• Task goal
Every line of the material is to be given again exactly.

• Data provided

※

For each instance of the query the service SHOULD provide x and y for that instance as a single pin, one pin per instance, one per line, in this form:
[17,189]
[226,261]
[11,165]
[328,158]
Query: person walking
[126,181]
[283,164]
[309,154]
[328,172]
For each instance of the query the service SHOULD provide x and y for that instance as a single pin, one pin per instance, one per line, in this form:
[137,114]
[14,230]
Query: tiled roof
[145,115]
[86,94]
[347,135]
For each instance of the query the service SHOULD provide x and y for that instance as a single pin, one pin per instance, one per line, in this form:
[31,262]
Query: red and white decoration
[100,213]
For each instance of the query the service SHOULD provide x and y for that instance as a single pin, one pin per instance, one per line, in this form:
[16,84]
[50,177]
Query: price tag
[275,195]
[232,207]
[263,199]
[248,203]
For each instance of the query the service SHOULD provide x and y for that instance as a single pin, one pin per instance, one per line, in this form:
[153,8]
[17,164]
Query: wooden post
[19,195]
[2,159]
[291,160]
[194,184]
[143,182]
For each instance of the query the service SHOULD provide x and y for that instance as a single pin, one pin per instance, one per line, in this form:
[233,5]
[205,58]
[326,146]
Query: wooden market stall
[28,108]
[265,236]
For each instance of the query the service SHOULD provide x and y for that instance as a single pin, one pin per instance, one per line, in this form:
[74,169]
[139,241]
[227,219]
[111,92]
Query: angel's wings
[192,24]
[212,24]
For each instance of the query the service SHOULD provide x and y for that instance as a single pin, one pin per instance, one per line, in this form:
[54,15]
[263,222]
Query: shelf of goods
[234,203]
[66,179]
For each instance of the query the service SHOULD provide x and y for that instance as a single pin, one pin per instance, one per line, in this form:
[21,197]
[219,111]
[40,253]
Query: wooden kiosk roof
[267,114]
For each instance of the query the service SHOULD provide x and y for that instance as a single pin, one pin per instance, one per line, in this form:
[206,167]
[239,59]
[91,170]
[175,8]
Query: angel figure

※

• Your solution
For each instance of the query the service SHOULD provide x and y for that instance as a single pin, one pin per instance, one per line, in this form:
[17,189]
[226,261]
[11,165]
[328,158]
Query: person walking
[126,181]
[283,164]
[309,154]
[328,172]
For each instance of the query the service SHOULD provide x and y for that instance as a single pin, one pin per instance, one per line, in this form:
[137,114]
[14,230]
Query: tiled roof
[145,115]
[86,94]
[347,135]
For each instance of the query the service SHOULD provide x and y for that instance as a single pin, one pin per instance, one per line, in this form:
[31,262]
Query: red and white decoration
[100,213]
For each instance of the query the service SHOULD provide x and y for that instance as a single pin, one pin per instance, one per line, in this form:
[16,84]
[50,177]
Query: price tag
[275,195]
[232,207]
[263,199]
[248,203]
For each instance of the query the service SHOULD provide x and y for that instance as a single pin, one pin per instance, one per line, in this form:
[153,8]
[17,164]
Query: wooden post
[19,195]
[2,159]
[291,160]
[194,184]
[143,182]
For each instance of the query the service SHOULD provide x and y for that instance as a single pin, one pin per instance, one per line, in this form:
[233,5]
[205,58]
[326,146]
Query: wooden market stall
[28,108]
[265,236]
For each instance of the query the service SHOULD provide x and y for that instance as a single pin, one pin per instance, one per line, in this form:
[74,169]
[139,241]
[227,219]
[111,92]
Query: angel's wings
[192,24]
[212,24]
For each instance of the query the service SHOULD provide x and y for that instance as a single pin, one pin per instance, one per line, in this form:
[54,15]
[263,222]
Query: shelf of goods
[234,203]
[66,179]
For each instance of the query the service SHOULD provide x and y for that instance as a single pin, one pin per instance, one per line, in this form:
[21,197]
[219,111]
[40,253]
Query: wooden kiosk roof
[267,114]
For each instance of the query the service SHOULD provide x and y for that instance as a single pin, one pin per instance, one per line, in this form:
[206,167]
[239,59]
[91,170]
[175,8]
Query: angel figure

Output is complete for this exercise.